• **Exercise aim**: Copy verbatim the lines in the stretch from the line containing "row in the photo above." through the line containing "(1133, 555)", including both of those lines.

**** Dataset records ****

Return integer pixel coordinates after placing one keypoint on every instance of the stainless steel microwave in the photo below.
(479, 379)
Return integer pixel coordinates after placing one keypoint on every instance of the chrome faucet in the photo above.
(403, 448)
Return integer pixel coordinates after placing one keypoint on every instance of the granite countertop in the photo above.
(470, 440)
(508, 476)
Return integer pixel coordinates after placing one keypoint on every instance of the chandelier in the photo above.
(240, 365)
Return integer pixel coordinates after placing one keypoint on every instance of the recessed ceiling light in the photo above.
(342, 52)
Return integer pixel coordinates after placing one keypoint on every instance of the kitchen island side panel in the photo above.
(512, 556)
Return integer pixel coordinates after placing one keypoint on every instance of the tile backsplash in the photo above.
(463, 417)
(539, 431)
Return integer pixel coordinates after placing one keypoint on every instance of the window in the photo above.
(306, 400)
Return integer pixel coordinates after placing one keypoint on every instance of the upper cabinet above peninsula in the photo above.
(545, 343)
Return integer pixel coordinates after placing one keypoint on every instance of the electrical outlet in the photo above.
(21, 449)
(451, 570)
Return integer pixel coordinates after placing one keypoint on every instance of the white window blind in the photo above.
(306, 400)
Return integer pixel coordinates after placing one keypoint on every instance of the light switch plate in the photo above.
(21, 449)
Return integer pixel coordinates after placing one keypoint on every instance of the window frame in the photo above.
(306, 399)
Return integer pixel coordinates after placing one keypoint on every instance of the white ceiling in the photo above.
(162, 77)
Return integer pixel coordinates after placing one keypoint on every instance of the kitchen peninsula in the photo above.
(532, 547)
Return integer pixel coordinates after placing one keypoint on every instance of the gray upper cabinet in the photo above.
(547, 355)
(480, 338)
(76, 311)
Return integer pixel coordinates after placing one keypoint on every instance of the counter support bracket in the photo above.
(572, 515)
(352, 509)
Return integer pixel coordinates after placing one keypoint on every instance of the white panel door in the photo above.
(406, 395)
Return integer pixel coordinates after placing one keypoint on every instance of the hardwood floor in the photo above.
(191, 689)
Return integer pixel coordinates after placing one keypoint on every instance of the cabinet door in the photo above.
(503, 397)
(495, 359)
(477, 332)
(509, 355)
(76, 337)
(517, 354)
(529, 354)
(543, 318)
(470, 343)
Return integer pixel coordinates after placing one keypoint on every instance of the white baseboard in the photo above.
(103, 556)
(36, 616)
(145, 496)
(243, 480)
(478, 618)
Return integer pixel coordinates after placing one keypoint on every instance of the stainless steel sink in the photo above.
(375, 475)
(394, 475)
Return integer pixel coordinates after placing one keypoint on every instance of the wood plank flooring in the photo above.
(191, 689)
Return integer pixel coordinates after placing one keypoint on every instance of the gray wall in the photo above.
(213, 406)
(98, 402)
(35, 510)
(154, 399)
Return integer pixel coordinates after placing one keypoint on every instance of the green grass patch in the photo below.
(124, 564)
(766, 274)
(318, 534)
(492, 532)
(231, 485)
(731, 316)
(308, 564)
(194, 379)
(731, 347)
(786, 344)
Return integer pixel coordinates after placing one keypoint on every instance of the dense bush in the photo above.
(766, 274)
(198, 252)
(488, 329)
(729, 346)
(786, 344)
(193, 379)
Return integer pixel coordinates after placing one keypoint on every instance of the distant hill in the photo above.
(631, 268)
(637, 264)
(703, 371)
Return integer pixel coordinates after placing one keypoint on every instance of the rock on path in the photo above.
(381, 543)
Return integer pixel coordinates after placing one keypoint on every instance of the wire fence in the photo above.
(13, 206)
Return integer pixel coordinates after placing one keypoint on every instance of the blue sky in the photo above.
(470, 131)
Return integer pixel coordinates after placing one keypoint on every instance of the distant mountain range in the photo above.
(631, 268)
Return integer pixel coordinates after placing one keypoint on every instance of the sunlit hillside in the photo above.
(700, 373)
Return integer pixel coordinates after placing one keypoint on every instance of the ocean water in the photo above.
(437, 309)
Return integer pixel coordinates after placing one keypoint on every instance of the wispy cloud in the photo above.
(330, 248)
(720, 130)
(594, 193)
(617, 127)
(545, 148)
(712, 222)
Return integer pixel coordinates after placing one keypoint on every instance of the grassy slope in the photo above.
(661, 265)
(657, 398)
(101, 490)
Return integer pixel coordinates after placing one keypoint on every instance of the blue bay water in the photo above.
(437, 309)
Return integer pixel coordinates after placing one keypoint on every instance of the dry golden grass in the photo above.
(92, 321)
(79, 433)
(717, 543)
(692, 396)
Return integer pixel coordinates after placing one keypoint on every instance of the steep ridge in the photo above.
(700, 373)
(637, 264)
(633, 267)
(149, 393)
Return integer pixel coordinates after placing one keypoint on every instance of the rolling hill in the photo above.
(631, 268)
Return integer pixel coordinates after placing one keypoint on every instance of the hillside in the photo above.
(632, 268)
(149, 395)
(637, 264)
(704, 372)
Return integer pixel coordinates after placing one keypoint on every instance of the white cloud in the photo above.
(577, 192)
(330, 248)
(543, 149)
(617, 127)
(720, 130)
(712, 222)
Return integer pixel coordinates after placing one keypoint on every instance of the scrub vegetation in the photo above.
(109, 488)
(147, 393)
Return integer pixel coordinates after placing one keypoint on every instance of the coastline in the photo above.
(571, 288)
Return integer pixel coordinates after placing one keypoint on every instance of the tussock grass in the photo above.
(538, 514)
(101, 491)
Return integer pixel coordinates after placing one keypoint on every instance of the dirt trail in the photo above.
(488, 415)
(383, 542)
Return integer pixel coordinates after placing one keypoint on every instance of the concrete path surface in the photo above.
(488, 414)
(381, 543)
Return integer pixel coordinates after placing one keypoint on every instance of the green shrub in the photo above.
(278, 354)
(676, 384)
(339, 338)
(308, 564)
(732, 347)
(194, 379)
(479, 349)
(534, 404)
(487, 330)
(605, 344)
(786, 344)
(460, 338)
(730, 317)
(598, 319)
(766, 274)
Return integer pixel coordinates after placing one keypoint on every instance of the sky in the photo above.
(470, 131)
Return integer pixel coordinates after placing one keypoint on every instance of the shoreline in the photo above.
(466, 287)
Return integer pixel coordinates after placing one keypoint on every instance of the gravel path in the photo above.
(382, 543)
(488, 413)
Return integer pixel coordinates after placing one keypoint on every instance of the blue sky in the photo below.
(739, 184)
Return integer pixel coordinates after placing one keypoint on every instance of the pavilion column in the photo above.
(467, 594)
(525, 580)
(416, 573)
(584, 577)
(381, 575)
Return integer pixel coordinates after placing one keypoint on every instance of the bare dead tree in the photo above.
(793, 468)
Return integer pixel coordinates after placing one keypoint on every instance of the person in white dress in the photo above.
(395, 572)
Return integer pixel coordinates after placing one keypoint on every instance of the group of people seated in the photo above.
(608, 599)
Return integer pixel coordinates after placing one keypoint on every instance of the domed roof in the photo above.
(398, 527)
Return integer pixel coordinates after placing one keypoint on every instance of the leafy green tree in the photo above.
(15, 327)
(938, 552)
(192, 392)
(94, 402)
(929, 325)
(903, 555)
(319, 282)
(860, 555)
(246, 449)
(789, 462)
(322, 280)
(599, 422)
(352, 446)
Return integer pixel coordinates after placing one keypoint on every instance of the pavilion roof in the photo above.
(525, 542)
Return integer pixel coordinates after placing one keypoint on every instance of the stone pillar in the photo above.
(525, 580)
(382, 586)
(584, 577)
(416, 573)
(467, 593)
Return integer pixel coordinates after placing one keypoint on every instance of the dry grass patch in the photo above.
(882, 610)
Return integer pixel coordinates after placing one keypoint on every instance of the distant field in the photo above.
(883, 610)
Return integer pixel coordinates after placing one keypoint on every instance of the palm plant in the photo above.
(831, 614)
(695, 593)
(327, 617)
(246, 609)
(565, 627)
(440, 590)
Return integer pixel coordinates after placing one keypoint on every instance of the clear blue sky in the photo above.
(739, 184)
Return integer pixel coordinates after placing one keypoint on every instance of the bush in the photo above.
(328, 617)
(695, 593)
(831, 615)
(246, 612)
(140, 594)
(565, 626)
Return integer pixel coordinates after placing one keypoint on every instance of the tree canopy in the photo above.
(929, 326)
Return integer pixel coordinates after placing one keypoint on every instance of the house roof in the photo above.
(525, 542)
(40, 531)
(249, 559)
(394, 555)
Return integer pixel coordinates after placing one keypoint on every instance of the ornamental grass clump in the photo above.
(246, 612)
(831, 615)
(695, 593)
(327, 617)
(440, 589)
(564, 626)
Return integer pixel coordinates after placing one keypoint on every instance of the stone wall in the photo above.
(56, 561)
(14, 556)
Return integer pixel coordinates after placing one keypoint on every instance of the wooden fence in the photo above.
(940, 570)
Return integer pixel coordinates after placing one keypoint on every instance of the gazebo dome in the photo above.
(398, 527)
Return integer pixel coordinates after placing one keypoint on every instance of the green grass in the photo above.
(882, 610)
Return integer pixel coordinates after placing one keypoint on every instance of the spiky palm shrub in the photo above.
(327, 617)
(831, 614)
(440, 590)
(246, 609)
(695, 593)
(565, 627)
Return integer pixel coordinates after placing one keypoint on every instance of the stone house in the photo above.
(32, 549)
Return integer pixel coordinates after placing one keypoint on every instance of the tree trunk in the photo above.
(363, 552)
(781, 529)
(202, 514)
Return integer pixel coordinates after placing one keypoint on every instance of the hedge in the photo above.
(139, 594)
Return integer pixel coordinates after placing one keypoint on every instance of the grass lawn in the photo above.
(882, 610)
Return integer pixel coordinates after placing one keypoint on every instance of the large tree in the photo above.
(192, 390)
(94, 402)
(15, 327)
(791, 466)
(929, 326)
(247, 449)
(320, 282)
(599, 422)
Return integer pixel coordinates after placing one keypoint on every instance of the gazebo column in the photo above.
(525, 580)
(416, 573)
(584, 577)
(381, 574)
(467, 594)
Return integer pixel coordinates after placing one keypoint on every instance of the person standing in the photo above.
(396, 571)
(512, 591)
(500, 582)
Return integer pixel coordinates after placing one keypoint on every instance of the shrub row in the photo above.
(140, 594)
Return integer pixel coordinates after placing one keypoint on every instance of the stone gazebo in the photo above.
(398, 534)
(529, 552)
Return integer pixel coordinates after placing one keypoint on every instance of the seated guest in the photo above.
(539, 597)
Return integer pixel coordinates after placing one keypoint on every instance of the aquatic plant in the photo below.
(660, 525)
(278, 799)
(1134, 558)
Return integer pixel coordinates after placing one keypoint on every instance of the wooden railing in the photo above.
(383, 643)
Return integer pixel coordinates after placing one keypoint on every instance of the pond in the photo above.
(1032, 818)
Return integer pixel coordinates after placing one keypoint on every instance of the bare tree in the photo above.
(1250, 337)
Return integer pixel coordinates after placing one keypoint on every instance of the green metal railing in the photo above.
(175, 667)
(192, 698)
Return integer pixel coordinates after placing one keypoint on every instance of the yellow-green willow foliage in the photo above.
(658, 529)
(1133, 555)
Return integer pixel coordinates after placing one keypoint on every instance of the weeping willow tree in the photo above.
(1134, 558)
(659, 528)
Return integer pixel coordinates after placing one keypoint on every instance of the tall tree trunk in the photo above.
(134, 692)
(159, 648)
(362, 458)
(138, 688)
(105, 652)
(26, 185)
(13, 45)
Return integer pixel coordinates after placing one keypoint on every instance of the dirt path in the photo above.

****

• **Correct output**:
Return integer pixel coordinates after placing one keypoint on every instance of the shrub row in the photo above.
(140, 594)
Return integer pixel coordinates after placing one keypoint on every instance of the stone gazebo in the photo above.
(398, 534)
(529, 552)
Return integer pixel coordinates after placing one keypoint on every instance of the seated guest in the photo above.
(539, 597)
Return integer pixel coordinates after placing one keypoint on every instance of the aquatic plant in the photo below.
(660, 525)
(278, 799)
(1134, 558)
Return integer pixel coordinates after placing one keypoint on every instance of the wooden railing in the photo above.
(383, 643)
Return integer pixel coordinates after placing one keypoint on every instance of the pond in the photo above.
(1032, 818)
Return integer pixel coordinates after placing one keypoint on every instance of the bare tree in the photo above.
(1250, 337)
Return integer pixel coordinates after placing one keypoint on every instance of the green metal railing in the photo above.
(175, 667)
(192, 698)
Return integer pixel coordinates after placing one keypoint on every instance of the yellow-green willow foliage in the photo above.
(658, 529)
(1133, 555)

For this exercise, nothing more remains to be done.